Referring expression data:
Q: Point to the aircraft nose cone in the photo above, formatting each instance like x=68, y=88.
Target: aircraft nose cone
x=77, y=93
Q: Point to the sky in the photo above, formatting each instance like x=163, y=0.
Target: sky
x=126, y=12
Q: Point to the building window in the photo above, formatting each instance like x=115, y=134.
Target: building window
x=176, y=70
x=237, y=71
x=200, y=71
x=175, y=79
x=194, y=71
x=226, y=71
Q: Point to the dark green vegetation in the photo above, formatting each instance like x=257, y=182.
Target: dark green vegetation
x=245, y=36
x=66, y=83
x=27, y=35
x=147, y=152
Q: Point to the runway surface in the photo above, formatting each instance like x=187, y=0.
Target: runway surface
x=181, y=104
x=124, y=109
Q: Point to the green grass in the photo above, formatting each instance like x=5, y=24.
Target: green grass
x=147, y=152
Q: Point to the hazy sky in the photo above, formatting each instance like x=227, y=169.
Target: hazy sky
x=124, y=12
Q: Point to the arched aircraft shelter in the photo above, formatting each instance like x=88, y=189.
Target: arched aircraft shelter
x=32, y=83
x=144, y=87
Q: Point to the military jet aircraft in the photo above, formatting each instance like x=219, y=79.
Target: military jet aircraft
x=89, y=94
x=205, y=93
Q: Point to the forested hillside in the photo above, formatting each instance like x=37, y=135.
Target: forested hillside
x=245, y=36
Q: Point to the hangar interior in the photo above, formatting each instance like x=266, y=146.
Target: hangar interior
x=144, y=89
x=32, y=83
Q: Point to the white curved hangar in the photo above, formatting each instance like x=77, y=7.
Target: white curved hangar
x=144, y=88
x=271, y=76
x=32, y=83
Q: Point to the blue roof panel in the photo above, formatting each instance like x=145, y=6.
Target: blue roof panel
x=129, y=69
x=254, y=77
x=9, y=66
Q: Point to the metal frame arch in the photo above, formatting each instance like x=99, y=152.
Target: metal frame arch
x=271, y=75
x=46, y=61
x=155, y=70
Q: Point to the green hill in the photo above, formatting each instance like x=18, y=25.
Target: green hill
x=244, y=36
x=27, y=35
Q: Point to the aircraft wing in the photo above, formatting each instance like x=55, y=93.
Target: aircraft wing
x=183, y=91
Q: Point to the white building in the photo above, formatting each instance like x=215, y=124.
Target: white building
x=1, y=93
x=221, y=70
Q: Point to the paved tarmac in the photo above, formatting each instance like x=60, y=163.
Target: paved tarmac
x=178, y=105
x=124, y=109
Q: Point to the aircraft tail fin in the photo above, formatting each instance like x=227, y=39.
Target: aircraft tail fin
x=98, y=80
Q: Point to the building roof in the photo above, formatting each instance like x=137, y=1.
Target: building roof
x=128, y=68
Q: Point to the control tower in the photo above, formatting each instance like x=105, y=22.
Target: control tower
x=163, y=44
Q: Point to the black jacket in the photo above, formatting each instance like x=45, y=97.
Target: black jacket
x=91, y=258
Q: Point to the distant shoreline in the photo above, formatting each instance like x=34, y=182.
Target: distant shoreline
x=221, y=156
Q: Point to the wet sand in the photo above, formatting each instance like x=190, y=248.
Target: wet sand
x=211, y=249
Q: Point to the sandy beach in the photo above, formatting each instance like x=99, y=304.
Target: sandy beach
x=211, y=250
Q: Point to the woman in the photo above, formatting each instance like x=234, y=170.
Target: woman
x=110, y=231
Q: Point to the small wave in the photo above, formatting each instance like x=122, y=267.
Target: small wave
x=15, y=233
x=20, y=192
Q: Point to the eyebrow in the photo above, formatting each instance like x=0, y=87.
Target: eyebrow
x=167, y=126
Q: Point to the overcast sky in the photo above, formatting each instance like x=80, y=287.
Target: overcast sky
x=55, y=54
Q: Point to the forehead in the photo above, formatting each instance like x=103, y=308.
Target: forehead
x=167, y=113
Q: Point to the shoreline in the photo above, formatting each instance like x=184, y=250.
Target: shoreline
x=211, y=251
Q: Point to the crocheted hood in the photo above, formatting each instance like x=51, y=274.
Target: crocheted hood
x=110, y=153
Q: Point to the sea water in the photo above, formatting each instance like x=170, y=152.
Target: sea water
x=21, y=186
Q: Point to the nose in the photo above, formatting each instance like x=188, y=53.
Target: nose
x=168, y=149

▶ [Problem to solve]: Please copy out every entry word for word.

▶ [Result of this exercise]:
Q: Point to the aircraft nose cone in the photo above, formatting each instance like x=68, y=88.
Target: aircraft nose cone
x=77, y=93
Q: Point to the sky in the photo above, formatting each instance like x=163, y=0.
Target: sky
x=126, y=12
Q: Point to the building window in the photo above, formatting each instance like x=115, y=134.
Target: building window
x=176, y=70
x=237, y=71
x=200, y=71
x=175, y=79
x=194, y=71
x=226, y=71
Q: Point to the dark green vegetation in the photo above, formatting each instance like x=257, y=182.
Target: dark green vegetation
x=245, y=36
x=66, y=83
x=27, y=35
x=147, y=152
Q: Point to the runway surface in the photo above, formatting each instance like x=187, y=0.
Target: runway surface
x=181, y=104
x=124, y=109
Q: Point to the green grass in the photo above, formatting each instance like x=5, y=24.
Target: green grass
x=147, y=152
Q: Point to the hazy sky in the photo above, formatting each instance like x=227, y=169.
Target: hazy sky
x=124, y=12
Q: Point to the arched aircraft shelter in the photo above, formatting each instance like x=88, y=189.
Target: arched aircraft shelter
x=32, y=83
x=144, y=87
Q: Point to the military jet aircraft in the photo above, formatting each instance like x=219, y=79.
Target: military jet aircraft
x=89, y=94
x=205, y=93
Q: Point to the forested hillside in the photo above, formatting each instance like x=37, y=135.
Target: forested hillside
x=245, y=36
Q: Point to the hangar interior in the photo above, formatting each instance like x=266, y=146.
Target: hangar interior
x=144, y=89
x=32, y=83
Q: Point to the white curved hangar in the photo above, formatting each instance like x=77, y=7.
Target: white curved hangar
x=144, y=88
x=271, y=76
x=32, y=83
Q: Point to the blue roof panel in the photo above, formatting each instance like x=145, y=6.
Target: blue roof panel
x=129, y=69
x=254, y=77
x=9, y=66
Q: Point to the metal frame arch in the photo above, formatting each instance like x=99, y=152.
Target: metal frame arch
x=271, y=75
x=46, y=61
x=155, y=70
Q: Point to the green hill in the photo above, formatting each instance like x=18, y=25.
Target: green hill
x=244, y=36
x=27, y=35
Q: Point to the aircraft wing in the photo above, formatting each instance like x=55, y=93.
Target: aircraft wing
x=183, y=91
Q: Point to the white building in the photo above, formatting each instance like x=215, y=124.
Target: white building
x=1, y=93
x=221, y=70
Q: Point to the paved tarmac in the photo above, formatting each instance like x=60, y=163.
Target: paved tarmac
x=178, y=105
x=124, y=109
Q: Point to the aircraft tail fin in the photo above, formatting each instance like x=227, y=39.
Target: aircraft tail fin
x=98, y=80
Q: Point to the building roof in the photo above, formatting each instance like x=137, y=1.
Target: building roof
x=128, y=68
Q: Point to the control tower in the photo above, formatting each instance like x=105, y=22.
Target: control tower
x=163, y=44
Q: Point to the black jacket in the photo above, formatting each instance like x=45, y=97.
Target: black jacket
x=91, y=258
Q: Point to the distant shoreline in the photo above, formatting each instance like x=34, y=182.
Target: distant shoreline
x=221, y=156
Q: Point to the wet sand in the photo above, formatting each instance like x=190, y=248.
Target: wet sand
x=211, y=249
Q: Point to the sandy beach in the photo above, formatting each instance like x=99, y=304.
Target: sandy beach
x=211, y=250
Q: Point to the woman in the photo above, formatting each instance like x=234, y=170.
Target: woman
x=110, y=231
Q: Point to the small wave in the photo above, formatting each instance like x=122, y=267.
Target: small wave
x=15, y=233
x=20, y=192
Q: Point to the eyebrow in the photo above, formatting each instance like x=0, y=87.
Target: eyebrow
x=167, y=126
Q: Point to the overcast sky in the photo above, formatting each instance like x=80, y=287.
Target: overcast sky
x=55, y=54
Q: Point to the forehead in the photo above, formatting each instance like x=103, y=308.
Target: forehead
x=167, y=113
Q: Point to the shoreline in the photo above, formatting each instance like x=184, y=250.
Target: shoreline
x=211, y=251
Q: Point to the crocheted hood in the photo above, formatting each instance like x=51, y=274.
Target: crocheted hood
x=110, y=153
Q: Point to the sea water in the photo above, formatting each instance like x=170, y=152.
Target: sea water
x=21, y=186
Q: Point to the nose in the photo above, formatting each instance like x=188, y=53.
Target: nose
x=168, y=149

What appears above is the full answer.